◆ **対象の文章**
________________

2004年11月16日(火) |
「新選組!」第38・39話 |
●第38話「ある隊士の切腹」
勇は伊藤を連れ長州の処分を通達するために広島へ向う。勇の留守中観柳斎は西洋の軍学の翻訳本をどうしても手に入れたく、勘定方の河合に隊の金50両を融通してもらう。しかし最新のその翻訳本を土方も手に入れたがっていた。そこで歳三は河合に隊の公金の確認を指示するが、当然50両の不足が発覚する。 問い詰める歳三に河合は観柳斎の一件のことをひたすら胸に秘める。5日以内に実家からの送金で埋め合わせをすると河合は切り出したが、既に観柳斎とのことをうすうす感ずいている歳三は10日の猶予を与えた。
隊内でもこの一件のことが漏れ、隊士達は河合の為に懸命に金集めに奔走するが、なかなか50両を用意することが出来ない。 刻々と期限が迫ってくる。さすがに観柳斎も気がひけたのか、購入した翻訳本を店に返却し50両を返してもらうと河合と約束する。しかしその店で彼が一番脅威を感じている伊東の参謀の加納がそれを欲しがっている事実を知らされ決断がにぶってしまった。自分の甲州の軍学がもう時代遅れであることを一番感じていたのは観柳斎自身であったのかもしれない。新選組の中で自分の居場所を確保したい…。高飛車な態度とは裏腹にあさましい小心者であった。

________________

◆ **データ抜粋**

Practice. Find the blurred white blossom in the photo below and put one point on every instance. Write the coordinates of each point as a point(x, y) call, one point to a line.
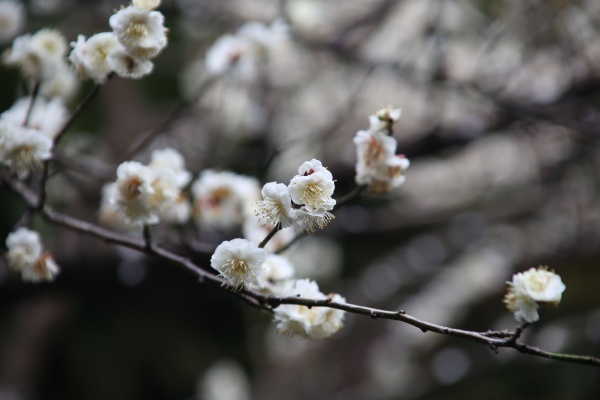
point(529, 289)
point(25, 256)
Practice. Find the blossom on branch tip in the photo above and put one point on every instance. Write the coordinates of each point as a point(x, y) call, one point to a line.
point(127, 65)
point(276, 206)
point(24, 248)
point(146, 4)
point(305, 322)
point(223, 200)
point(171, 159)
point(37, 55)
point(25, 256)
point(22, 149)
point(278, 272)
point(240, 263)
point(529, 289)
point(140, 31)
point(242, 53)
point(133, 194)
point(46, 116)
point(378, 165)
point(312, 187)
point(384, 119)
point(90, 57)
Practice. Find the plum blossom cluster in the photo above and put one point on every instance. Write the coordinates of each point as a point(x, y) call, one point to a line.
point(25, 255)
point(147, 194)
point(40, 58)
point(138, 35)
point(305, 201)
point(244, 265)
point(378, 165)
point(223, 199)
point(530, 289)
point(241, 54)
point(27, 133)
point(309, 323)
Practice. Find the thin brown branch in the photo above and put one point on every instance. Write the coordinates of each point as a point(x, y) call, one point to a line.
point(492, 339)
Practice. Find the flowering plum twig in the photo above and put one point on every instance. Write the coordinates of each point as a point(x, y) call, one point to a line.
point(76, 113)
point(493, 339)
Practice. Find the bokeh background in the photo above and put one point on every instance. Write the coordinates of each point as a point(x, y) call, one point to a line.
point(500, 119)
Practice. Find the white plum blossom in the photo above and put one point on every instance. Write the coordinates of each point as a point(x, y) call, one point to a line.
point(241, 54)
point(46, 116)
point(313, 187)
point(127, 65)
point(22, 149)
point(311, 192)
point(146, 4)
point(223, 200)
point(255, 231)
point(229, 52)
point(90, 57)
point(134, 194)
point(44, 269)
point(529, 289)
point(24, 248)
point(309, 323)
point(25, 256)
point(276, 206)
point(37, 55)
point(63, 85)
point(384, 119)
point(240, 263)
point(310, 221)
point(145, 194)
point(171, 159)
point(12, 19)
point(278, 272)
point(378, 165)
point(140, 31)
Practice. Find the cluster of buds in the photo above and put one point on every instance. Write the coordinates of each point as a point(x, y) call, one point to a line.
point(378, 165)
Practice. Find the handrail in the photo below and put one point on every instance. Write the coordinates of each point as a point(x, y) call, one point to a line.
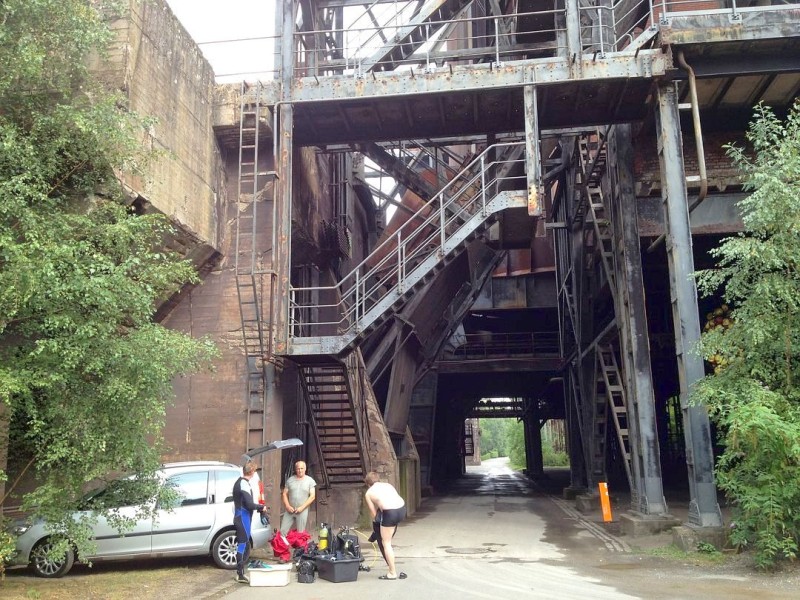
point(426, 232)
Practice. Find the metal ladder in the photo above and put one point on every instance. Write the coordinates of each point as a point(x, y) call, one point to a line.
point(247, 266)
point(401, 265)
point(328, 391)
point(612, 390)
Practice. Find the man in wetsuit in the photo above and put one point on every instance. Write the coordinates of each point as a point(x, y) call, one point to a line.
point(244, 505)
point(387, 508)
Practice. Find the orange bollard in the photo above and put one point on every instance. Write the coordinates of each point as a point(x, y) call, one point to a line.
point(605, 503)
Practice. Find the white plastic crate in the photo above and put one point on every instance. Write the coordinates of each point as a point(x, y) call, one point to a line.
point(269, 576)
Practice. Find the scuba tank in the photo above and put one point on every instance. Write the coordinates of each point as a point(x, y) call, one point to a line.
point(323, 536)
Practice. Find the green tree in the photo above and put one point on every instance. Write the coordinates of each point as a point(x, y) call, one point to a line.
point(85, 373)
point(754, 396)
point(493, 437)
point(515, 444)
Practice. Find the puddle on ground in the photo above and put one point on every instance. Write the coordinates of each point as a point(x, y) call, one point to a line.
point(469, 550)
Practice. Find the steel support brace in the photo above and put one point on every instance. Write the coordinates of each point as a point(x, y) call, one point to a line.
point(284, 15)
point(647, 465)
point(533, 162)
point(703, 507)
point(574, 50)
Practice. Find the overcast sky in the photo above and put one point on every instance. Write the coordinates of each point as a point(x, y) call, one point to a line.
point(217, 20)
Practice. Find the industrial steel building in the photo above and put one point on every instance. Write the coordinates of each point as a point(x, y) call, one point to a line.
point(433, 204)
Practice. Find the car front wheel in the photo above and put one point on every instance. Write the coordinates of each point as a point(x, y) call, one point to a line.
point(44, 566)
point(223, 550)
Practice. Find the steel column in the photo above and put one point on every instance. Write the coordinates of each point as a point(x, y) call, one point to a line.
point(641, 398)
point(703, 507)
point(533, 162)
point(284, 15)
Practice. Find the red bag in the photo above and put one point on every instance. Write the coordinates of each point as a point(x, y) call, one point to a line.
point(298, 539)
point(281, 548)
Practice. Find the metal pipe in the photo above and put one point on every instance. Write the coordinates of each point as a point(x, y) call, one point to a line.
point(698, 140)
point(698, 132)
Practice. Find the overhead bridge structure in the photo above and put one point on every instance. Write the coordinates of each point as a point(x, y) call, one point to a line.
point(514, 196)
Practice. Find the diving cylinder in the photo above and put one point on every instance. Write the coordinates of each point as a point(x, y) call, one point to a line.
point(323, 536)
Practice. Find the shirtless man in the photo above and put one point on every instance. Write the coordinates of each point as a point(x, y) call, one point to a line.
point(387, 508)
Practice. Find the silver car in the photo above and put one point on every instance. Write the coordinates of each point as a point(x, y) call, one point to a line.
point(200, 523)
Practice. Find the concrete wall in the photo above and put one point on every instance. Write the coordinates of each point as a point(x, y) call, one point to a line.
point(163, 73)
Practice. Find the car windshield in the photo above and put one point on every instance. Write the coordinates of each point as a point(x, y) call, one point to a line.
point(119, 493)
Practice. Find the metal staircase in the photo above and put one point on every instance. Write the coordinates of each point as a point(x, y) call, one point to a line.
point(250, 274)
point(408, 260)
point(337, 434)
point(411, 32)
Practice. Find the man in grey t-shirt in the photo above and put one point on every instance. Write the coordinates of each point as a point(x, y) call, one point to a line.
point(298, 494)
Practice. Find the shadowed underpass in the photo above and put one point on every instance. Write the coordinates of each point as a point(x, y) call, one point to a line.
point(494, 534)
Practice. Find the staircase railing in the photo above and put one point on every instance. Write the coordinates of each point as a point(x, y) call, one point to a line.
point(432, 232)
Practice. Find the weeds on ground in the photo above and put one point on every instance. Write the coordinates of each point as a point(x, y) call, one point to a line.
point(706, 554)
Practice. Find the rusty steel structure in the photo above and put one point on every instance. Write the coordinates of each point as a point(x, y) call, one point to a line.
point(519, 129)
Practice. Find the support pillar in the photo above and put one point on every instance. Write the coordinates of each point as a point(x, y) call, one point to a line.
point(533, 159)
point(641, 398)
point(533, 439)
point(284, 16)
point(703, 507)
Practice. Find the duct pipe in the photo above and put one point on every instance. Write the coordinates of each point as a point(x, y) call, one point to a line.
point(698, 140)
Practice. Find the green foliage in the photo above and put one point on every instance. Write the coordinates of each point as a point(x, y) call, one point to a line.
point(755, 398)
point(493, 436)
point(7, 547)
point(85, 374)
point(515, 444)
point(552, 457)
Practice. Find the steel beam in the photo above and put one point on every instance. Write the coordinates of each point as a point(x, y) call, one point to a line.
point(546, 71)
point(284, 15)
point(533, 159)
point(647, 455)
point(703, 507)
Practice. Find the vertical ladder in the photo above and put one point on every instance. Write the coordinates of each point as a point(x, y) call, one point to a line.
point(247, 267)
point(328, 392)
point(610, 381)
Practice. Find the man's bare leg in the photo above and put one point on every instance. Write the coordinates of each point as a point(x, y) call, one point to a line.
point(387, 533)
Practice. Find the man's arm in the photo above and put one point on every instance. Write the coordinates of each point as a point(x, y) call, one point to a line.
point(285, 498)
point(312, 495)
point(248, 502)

________________

◆ **取り組む課題**
A – 「新選組!」第38話のあらすじに基づき、次の問いに答えよ。
(i) 河合が観柳斎に融通した隊の金はいくらか。
(ii) 歳三が河合に与えた猶予は何日か。
(iii) 観柳斎が店で知らされた、翻訳本を欲しがっている人物は誰か。
B – 「新選組!」第38話のあらすじのうち、「勇は伊藤を連れ長州の処分を通」で始まり「歳三は10日の猶予を与えた。」まで続く部分を、一字も変えずに書き写せ。
C – 「新選組!」第38話のあらすじを、最後の文の後から書き継げ。

◆ **課題の解答**
A –
(i) 50両
(ii) 10日
(iii) 伊東の参謀の加納

B –
勇は伊藤を連れ長州の処分を通達するために広島へ向う。勇の留守中観柳斎は西洋の軍学の翻訳本をどうしても手に入れたく、勘定方の河合に隊の金50両を融通してもらう。しかし最新のその翻訳本を土方も手に入れたがっていた。そこで歳三は河合に隊の公金の確認を指示するが、当然50両の不足が発覚する。 問い詰める歳三に河合は観柳斎の一件のことをひたすら胸に秘める。5日以内に実家からの送金で埋め合わせをすると河合は切り出したが、既に観柳斎とのことをうすうす感ずいている歳三は10日の猶予を与えた。

C –
河合切腹の中止を懇願する隊士達に歳三は山南の話を出す。ここで例外を認めてしまったら山南にあわせる顔がない…。 局長ならばここで違う決断をした…そんなことを口にする隊士もいたが、勇と歳三は違うのだ。その相違が新選組を新選組たらしめているのではないのか…?
いよいよ河合は観柳斎の件を歳三に白状したが、どうして最初に報告しなかったのだろうか…。「自分も世のため役に立ちたいのだけれど何をしたらいいのか分らない。」と言いながら新選組に入隊した河合。自分の名前を書く時だったか・・顔を異常に机の上の紙に近づけていた河合の姿が思い出される。根は争いごとが嫌いで人がよく、武士の魂などとはほど遠い性分なのだ。 時すでに遅し…。観柳斎のあこぎさの方が上回っていた。
「飛脚は…飛脚は…」と最後までうわ言のように言いつづける河合。「あと5つ数えるまで待ってもらっていいですか?」本来ならば許せないであろうこんな女々しい願い事も頷いて聞き入れてやる歳三。覚悟の出来ていない人間の切腹ほど残酷なものはない。山南の時より可哀想でならなかった。 それでも腹を切った河合。谷はこともあろうに介錯に失敗したが、すぐさま総司が哀れな河合を楽にしてあげた。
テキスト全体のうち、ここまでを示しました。